● What to do:
Collect every line of the records below that contains the word "vegetation", and copy each one in full. Treat case as significant.
::::
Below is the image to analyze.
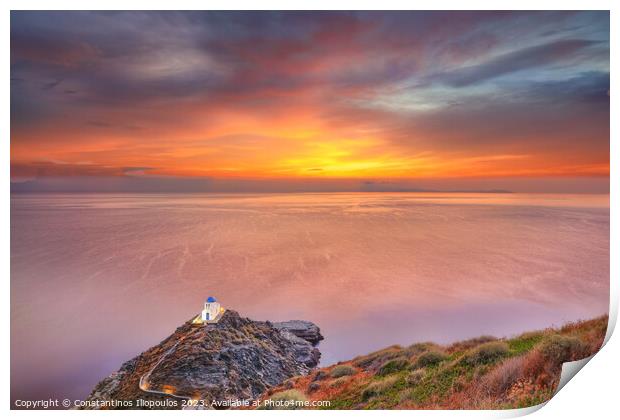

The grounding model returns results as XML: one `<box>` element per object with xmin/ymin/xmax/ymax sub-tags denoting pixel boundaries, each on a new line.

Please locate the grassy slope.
<box><xmin>263</xmin><ymin>316</ymin><xmax>607</xmax><ymax>409</ymax></box>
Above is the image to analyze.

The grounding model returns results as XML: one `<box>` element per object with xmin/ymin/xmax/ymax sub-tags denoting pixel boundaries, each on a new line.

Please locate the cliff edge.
<box><xmin>82</xmin><ymin>310</ymin><xmax>323</xmax><ymax>409</ymax></box>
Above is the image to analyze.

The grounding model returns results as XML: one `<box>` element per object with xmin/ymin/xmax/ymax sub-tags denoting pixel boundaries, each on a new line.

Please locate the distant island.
<box><xmin>79</xmin><ymin>302</ymin><xmax>607</xmax><ymax>409</ymax></box>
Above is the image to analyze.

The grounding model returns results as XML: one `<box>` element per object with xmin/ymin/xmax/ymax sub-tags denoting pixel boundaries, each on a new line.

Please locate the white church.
<box><xmin>192</xmin><ymin>296</ymin><xmax>226</xmax><ymax>325</ymax></box>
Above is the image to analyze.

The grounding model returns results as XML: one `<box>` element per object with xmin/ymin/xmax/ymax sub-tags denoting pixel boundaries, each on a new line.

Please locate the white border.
<box><xmin>0</xmin><ymin>0</ymin><xmax>620</xmax><ymax>419</ymax></box>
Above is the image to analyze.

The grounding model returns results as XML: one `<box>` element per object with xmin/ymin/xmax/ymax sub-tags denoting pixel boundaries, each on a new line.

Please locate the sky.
<box><xmin>11</xmin><ymin>11</ymin><xmax>609</xmax><ymax>192</ymax></box>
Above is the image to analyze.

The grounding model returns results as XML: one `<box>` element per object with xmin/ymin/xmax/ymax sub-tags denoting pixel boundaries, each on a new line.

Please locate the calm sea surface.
<box><xmin>11</xmin><ymin>193</ymin><xmax>609</xmax><ymax>400</ymax></box>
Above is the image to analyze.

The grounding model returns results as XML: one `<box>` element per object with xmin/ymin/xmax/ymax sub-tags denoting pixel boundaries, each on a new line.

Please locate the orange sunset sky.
<box><xmin>11</xmin><ymin>12</ymin><xmax>609</xmax><ymax>192</ymax></box>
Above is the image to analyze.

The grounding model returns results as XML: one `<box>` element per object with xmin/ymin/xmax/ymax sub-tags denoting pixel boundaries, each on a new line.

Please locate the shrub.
<box><xmin>414</xmin><ymin>350</ymin><xmax>448</xmax><ymax>368</ymax></box>
<box><xmin>447</xmin><ymin>335</ymin><xmax>497</xmax><ymax>353</ymax></box>
<box><xmin>329</xmin><ymin>376</ymin><xmax>348</xmax><ymax>388</ymax></box>
<box><xmin>540</xmin><ymin>335</ymin><xmax>588</xmax><ymax>366</ymax></box>
<box><xmin>463</xmin><ymin>341</ymin><xmax>509</xmax><ymax>365</ymax></box>
<box><xmin>402</xmin><ymin>341</ymin><xmax>441</xmax><ymax>357</ymax></box>
<box><xmin>477</xmin><ymin>356</ymin><xmax>525</xmax><ymax>397</ymax></box>
<box><xmin>353</xmin><ymin>346</ymin><xmax>403</xmax><ymax>369</ymax></box>
<box><xmin>308</xmin><ymin>382</ymin><xmax>321</xmax><ymax>393</ymax></box>
<box><xmin>377</xmin><ymin>357</ymin><xmax>409</xmax><ymax>376</ymax></box>
<box><xmin>330</xmin><ymin>365</ymin><xmax>356</xmax><ymax>378</ymax></box>
<box><xmin>314</xmin><ymin>370</ymin><xmax>329</xmax><ymax>381</ymax></box>
<box><xmin>258</xmin><ymin>389</ymin><xmax>308</xmax><ymax>410</ymax></box>
<box><xmin>407</xmin><ymin>369</ymin><xmax>426</xmax><ymax>386</ymax></box>
<box><xmin>362</xmin><ymin>375</ymin><xmax>398</xmax><ymax>401</ymax></box>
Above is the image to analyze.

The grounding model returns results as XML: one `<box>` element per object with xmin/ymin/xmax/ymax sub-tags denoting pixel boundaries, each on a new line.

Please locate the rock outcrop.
<box><xmin>87</xmin><ymin>310</ymin><xmax>323</xmax><ymax>408</ymax></box>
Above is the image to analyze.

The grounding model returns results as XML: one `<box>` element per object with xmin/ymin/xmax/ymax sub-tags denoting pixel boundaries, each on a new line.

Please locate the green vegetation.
<box><xmin>377</xmin><ymin>357</ymin><xmax>410</xmax><ymax>376</ymax></box>
<box><xmin>262</xmin><ymin>316</ymin><xmax>607</xmax><ymax>409</ymax></box>
<box><xmin>462</xmin><ymin>341</ymin><xmax>509</xmax><ymax>365</ymax></box>
<box><xmin>258</xmin><ymin>389</ymin><xmax>308</xmax><ymax>410</ymax></box>
<box><xmin>414</xmin><ymin>350</ymin><xmax>448</xmax><ymax>368</ymax></box>
<box><xmin>330</xmin><ymin>365</ymin><xmax>357</xmax><ymax>378</ymax></box>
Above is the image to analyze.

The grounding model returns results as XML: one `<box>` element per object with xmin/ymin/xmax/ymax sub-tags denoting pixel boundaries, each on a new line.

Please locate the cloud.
<box><xmin>431</xmin><ymin>39</ymin><xmax>599</xmax><ymax>87</ymax></box>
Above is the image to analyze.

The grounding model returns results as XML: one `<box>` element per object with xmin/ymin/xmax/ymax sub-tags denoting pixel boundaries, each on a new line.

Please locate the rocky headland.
<box><xmin>82</xmin><ymin>310</ymin><xmax>323</xmax><ymax>409</ymax></box>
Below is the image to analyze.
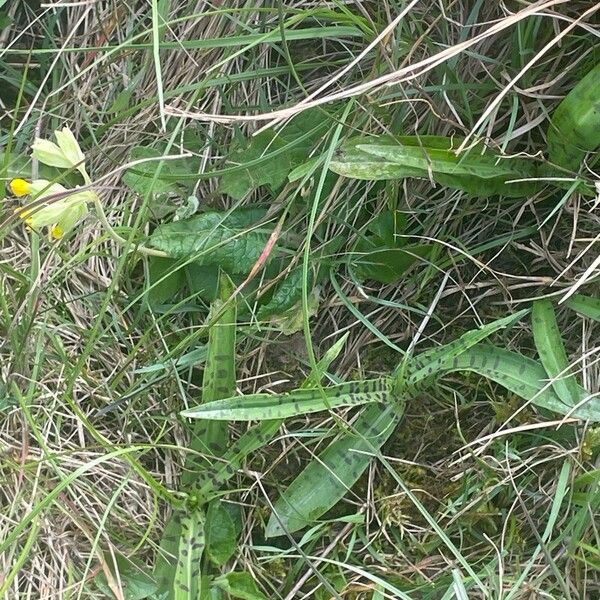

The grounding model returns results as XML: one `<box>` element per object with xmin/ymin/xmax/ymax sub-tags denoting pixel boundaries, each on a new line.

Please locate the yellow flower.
<box><xmin>10</xmin><ymin>179</ymin><xmax>97</xmax><ymax>239</ymax></box>
<box><xmin>9</xmin><ymin>179</ymin><xmax>31</xmax><ymax>198</ymax></box>
<box><xmin>31</xmin><ymin>127</ymin><xmax>87</xmax><ymax>178</ymax></box>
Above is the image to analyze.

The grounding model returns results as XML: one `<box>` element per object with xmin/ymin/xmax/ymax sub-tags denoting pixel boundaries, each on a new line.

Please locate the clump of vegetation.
<box><xmin>0</xmin><ymin>0</ymin><xmax>600</xmax><ymax>600</ymax></box>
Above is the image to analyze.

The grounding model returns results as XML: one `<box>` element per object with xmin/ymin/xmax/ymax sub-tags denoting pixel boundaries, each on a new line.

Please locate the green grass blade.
<box><xmin>547</xmin><ymin>64</ymin><xmax>600</xmax><ymax>171</ymax></box>
<box><xmin>183</xmin><ymin>272</ymin><xmax>237</xmax><ymax>474</ymax></box>
<box><xmin>565</xmin><ymin>294</ymin><xmax>600</xmax><ymax>322</ymax></box>
<box><xmin>531</xmin><ymin>299</ymin><xmax>579</xmax><ymax>406</ymax></box>
<box><xmin>181</xmin><ymin>377</ymin><xmax>391</xmax><ymax>421</ymax></box>
<box><xmin>266</xmin><ymin>310</ymin><xmax>528</xmax><ymax>537</ymax></box>
<box><xmin>154</xmin><ymin>273</ymin><xmax>236</xmax><ymax>593</ymax></box>
<box><xmin>394</xmin><ymin>309</ymin><xmax>529</xmax><ymax>389</ymax></box>
<box><xmin>173</xmin><ymin>509</ymin><xmax>205</xmax><ymax>600</ymax></box>
<box><xmin>446</xmin><ymin>344</ymin><xmax>600</xmax><ymax>421</ymax></box>
<box><xmin>196</xmin><ymin>334</ymin><xmax>348</xmax><ymax>499</ymax></box>
<box><xmin>265</xmin><ymin>404</ymin><xmax>404</xmax><ymax>537</ymax></box>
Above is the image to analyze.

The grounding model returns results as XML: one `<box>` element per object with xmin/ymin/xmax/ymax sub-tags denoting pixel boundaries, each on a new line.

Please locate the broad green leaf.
<box><xmin>565</xmin><ymin>294</ymin><xmax>600</xmax><ymax>321</ymax></box>
<box><xmin>265</xmin><ymin>402</ymin><xmax>404</xmax><ymax>537</ymax></box>
<box><xmin>148</xmin><ymin>256</ymin><xmax>185</xmax><ymax>307</ymax></box>
<box><xmin>181</xmin><ymin>272</ymin><xmax>237</xmax><ymax>488</ymax></box>
<box><xmin>154</xmin><ymin>273</ymin><xmax>236</xmax><ymax>599</ymax></box>
<box><xmin>191</xmin><ymin>334</ymin><xmax>348</xmax><ymax>498</ymax></box>
<box><xmin>445</xmin><ymin>344</ymin><xmax>600</xmax><ymax>421</ymax></box>
<box><xmin>219</xmin><ymin>109</ymin><xmax>328</xmax><ymax>200</ymax></box>
<box><xmin>349</xmin><ymin>211</ymin><xmax>434</xmax><ymax>283</ymax></box>
<box><xmin>258</xmin><ymin>267</ymin><xmax>314</xmax><ymax>320</ymax></box>
<box><xmin>393</xmin><ymin>309</ymin><xmax>529</xmax><ymax>393</ymax></box>
<box><xmin>173</xmin><ymin>509</ymin><xmax>205</xmax><ymax>600</ymax></box>
<box><xmin>181</xmin><ymin>377</ymin><xmax>391</xmax><ymax>421</ymax></box>
<box><xmin>531</xmin><ymin>299</ymin><xmax>579</xmax><ymax>406</ymax></box>
<box><xmin>214</xmin><ymin>571</ymin><xmax>267</xmax><ymax>600</ymax></box>
<box><xmin>95</xmin><ymin>554</ymin><xmax>157</xmax><ymax>600</ymax></box>
<box><xmin>547</xmin><ymin>64</ymin><xmax>600</xmax><ymax>171</ymax></box>
<box><xmin>267</xmin><ymin>310</ymin><xmax>527</xmax><ymax>536</ymax></box>
<box><xmin>149</xmin><ymin>208</ymin><xmax>273</xmax><ymax>274</ymax></box>
<box><xmin>204</xmin><ymin>499</ymin><xmax>237</xmax><ymax>567</ymax></box>
<box><xmin>330</xmin><ymin>136</ymin><xmax>537</xmax><ymax>197</ymax></box>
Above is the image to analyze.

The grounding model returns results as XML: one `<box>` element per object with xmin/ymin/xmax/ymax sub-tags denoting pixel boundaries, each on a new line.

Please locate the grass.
<box><xmin>0</xmin><ymin>0</ymin><xmax>600</xmax><ymax>600</ymax></box>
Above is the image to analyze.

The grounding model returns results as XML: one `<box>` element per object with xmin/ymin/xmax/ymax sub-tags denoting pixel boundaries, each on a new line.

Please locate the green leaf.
<box><xmin>188</xmin><ymin>334</ymin><xmax>348</xmax><ymax>498</ymax></box>
<box><xmin>393</xmin><ymin>309</ymin><xmax>529</xmax><ymax>393</ymax></box>
<box><xmin>265</xmin><ymin>402</ymin><xmax>404</xmax><ymax>537</ymax></box>
<box><xmin>173</xmin><ymin>509</ymin><xmax>205</xmax><ymax>600</ymax></box>
<box><xmin>149</xmin><ymin>208</ymin><xmax>273</xmax><ymax>274</ymax></box>
<box><xmin>122</xmin><ymin>146</ymin><xmax>192</xmax><ymax>209</ymax></box>
<box><xmin>350</xmin><ymin>211</ymin><xmax>433</xmax><ymax>284</ymax></box>
<box><xmin>446</xmin><ymin>344</ymin><xmax>600</xmax><ymax>421</ymax></box>
<box><xmin>95</xmin><ymin>554</ymin><xmax>157</xmax><ymax>600</ymax></box>
<box><xmin>258</xmin><ymin>267</ymin><xmax>314</xmax><ymax>320</ymax></box>
<box><xmin>219</xmin><ymin>109</ymin><xmax>329</xmax><ymax>200</ymax></box>
<box><xmin>353</xmin><ymin>244</ymin><xmax>434</xmax><ymax>284</ymax></box>
<box><xmin>181</xmin><ymin>272</ymin><xmax>237</xmax><ymax>488</ymax></box>
<box><xmin>204</xmin><ymin>499</ymin><xmax>237</xmax><ymax>567</ymax></box>
<box><xmin>154</xmin><ymin>273</ymin><xmax>236</xmax><ymax>598</ymax></box>
<box><xmin>547</xmin><ymin>64</ymin><xmax>600</xmax><ymax>171</ymax></box>
<box><xmin>266</xmin><ymin>310</ymin><xmax>527</xmax><ymax>537</ymax></box>
<box><xmin>215</xmin><ymin>571</ymin><xmax>267</xmax><ymax>600</ymax></box>
<box><xmin>565</xmin><ymin>294</ymin><xmax>600</xmax><ymax>322</ymax></box>
<box><xmin>271</xmin><ymin>288</ymin><xmax>319</xmax><ymax>335</ymax></box>
<box><xmin>330</xmin><ymin>135</ymin><xmax>537</xmax><ymax>197</ymax></box>
<box><xmin>531</xmin><ymin>299</ymin><xmax>579</xmax><ymax>406</ymax></box>
<box><xmin>181</xmin><ymin>377</ymin><xmax>392</xmax><ymax>421</ymax></box>
<box><xmin>147</xmin><ymin>256</ymin><xmax>185</xmax><ymax>308</ymax></box>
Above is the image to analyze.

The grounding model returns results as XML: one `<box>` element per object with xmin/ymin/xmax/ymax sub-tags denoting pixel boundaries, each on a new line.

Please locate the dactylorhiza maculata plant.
<box><xmin>9</xmin><ymin>127</ymin><xmax>167</xmax><ymax>257</ymax></box>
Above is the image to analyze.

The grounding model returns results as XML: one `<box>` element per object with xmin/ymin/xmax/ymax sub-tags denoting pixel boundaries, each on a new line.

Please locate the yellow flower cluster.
<box><xmin>9</xmin><ymin>127</ymin><xmax>98</xmax><ymax>240</ymax></box>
::::
● Problem solution:
Please locate the green vegetation.
Please locate the clump of vegetation.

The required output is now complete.